» **Prompt**: Pictures don't belong in the copy; print all the records exactly.

Stored data entries:
* * * * * * * * *

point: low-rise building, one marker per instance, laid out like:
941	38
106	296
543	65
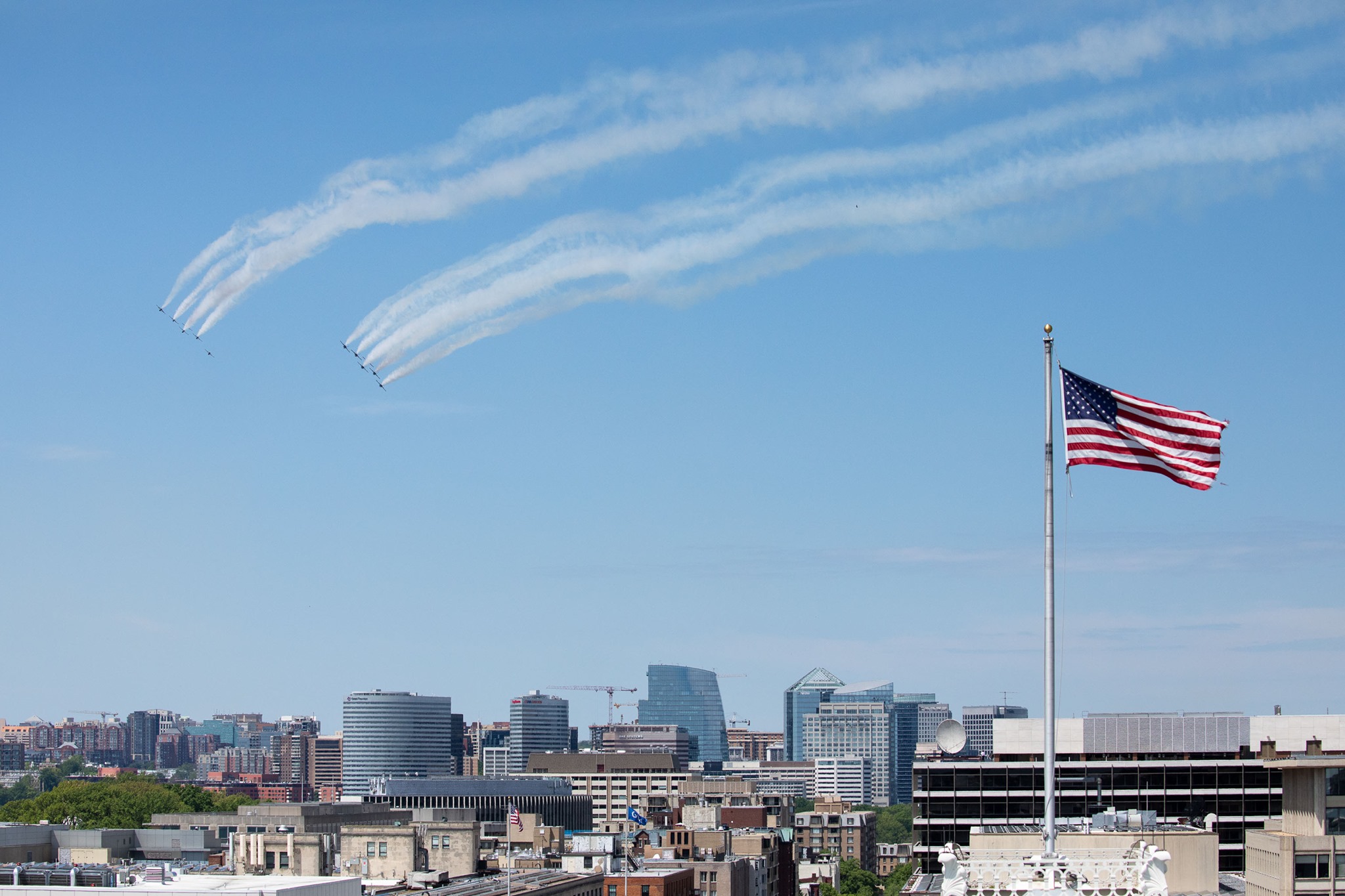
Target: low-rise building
615	784
651	882
834	829
891	856
1304	851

* * * * * * * * *

» **Response to this exercise**:
point: low-rise building, one marker per instance, laid out like:
941	38
106	296
543	65
Target: low-rise building
615	784
651	882
834	829
891	856
1304	851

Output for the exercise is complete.